Set out every line of the entries below as a numbered list, leaving out any blank lines.

***

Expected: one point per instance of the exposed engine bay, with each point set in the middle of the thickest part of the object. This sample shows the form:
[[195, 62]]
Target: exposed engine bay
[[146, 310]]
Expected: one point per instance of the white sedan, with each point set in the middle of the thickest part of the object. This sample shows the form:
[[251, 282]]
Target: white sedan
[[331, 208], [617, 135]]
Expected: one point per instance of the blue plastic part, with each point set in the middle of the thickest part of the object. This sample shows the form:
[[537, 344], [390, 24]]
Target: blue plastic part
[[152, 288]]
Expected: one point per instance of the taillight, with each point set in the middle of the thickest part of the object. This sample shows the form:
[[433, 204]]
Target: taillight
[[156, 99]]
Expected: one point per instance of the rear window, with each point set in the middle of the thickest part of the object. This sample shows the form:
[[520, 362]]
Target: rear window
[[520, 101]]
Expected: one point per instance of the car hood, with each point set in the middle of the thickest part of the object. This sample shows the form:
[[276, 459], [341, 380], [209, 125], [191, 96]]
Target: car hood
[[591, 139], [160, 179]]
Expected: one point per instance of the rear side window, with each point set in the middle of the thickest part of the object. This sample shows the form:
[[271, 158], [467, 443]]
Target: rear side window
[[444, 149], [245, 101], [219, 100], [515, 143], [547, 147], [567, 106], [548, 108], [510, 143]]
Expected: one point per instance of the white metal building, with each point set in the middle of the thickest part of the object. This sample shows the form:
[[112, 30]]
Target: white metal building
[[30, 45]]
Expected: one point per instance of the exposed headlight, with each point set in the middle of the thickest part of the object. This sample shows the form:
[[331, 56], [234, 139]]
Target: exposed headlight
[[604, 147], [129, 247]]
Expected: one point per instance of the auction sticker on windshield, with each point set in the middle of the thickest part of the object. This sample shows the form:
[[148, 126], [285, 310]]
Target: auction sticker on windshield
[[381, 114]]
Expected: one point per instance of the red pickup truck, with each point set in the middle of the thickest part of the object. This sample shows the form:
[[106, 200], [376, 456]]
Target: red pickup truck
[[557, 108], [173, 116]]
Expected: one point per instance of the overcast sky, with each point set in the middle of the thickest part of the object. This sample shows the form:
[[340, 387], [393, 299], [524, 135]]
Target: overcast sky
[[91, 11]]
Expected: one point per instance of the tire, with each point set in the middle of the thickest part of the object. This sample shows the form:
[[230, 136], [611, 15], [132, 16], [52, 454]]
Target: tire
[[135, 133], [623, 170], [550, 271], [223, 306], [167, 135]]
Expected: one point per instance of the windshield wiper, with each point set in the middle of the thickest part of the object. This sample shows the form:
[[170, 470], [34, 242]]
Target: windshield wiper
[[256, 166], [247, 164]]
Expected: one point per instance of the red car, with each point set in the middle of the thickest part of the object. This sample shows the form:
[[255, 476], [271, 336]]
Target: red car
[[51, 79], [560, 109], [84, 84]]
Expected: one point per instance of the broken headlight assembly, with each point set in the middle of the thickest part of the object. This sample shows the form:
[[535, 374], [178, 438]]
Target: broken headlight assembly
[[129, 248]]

***

CORRECT RESPONSE:
1. Expected: one point per instance of the exposed engine bay, with each point set in the middle of the thickest part of the object. This sample shows the form:
2. [[195, 62]]
3. Target: exposed engine bay
4. [[146, 310]]
5. Expected: one point per instance of the white sedan, with each point set in the middle of the thickest part of the object. This sample shows the form:
6. [[251, 282]]
7. Target: white sedan
8. [[331, 208], [617, 135]]
9. Expected: one point per instance of the blue plastic part, with each point set in the middle of the thickest part of the object. This sample shows the form:
10. [[537, 344], [390, 24]]
11. Target: blue plastic part
12. [[152, 288]]
13. Expected: one point per instance of the taillight, with each point set in the middle of the thickest part of the object. This sample shows the form:
14. [[433, 204]]
15. Target: taillight
16. [[156, 99]]
17. Expected: one point per instance of the rear window, with each point set in the middle of the thickest part of the object. This sample shows the form:
18. [[520, 362]]
19. Target: rear window
20. [[520, 101]]
21. Expected: one point per instance of the car hood, with each point set in the middle of the thickest part of the object. This sample shows the form:
22. [[276, 459], [341, 380], [209, 125], [191, 96]]
23. Target: car hood
24. [[591, 139], [160, 179]]
25. Expected: one point per instance of the rear side window, with each point set in the middle of the thickest part of the object. This sample shows the form:
26. [[271, 158], [467, 443]]
27. Target: rear side window
28. [[444, 149], [245, 101], [219, 100], [515, 143], [547, 147], [567, 106], [548, 108], [510, 143]]
29. Expected: one point per instance of the white metal building, with each point set in the middle of the thickest part of the object. This sample shows the form:
30. [[112, 30]]
31. Target: white metal building
32. [[30, 45]]
33. Expected: one point per instance of the exposed headlight, with each point set in the middle of the thickest part of the object. This sample shows the form:
34. [[331, 56], [234, 139]]
35. Target: exposed headlight
36. [[604, 147], [129, 247]]
37. Expected: one point per instance of the auction sticker on windshield, with each point set in the middle of the thickest part of the object. This sample shows the form:
38. [[148, 126], [285, 310]]
39. Target: auction sticker on windshield
40. [[381, 114]]
41. Expected: one point per instance of the red pickup truck, with each point set in the middle of the thickest part of the object. This sample shows the form:
42. [[106, 200], [376, 456]]
43. Target: red pickup truck
44. [[557, 108], [173, 116]]
45. Expected: one point per instance of the overcast sky, with each point set in the middle of the thickest part of the object. This sample shows the form:
46. [[340, 387], [393, 299], [524, 135]]
47. Target: overcast sky
48. [[91, 11]]
49. Expected: one point per instance of the tire, with each point set in the middle of the thickest part of the object. This sample shows the form:
50. [[230, 136], [611, 15], [132, 16], [52, 454]]
51. Target: tire
52. [[135, 133], [623, 170], [550, 271], [223, 306], [167, 135]]
53. Expected: one point per instance of the windshield wiper, with each point set in the middle of the thickest part of the object. This sample shows the form:
54. [[170, 470], [34, 242]]
55. Target: windshield wiper
56. [[256, 166], [247, 164]]
57. Expected: one point per instance of the red car, with each point set in the middle of the thickest part of the object. This sample shows the form:
58. [[255, 476], [271, 336]]
59. Target: red car
60. [[51, 79], [560, 109], [84, 84]]
61. Expected: one point per instance of the broken headlight assembly, with each point set in the middle of the thickest part of the object. This sample shows the form:
62. [[535, 374], [178, 438]]
63. Target: broken headlight assembly
64. [[129, 248]]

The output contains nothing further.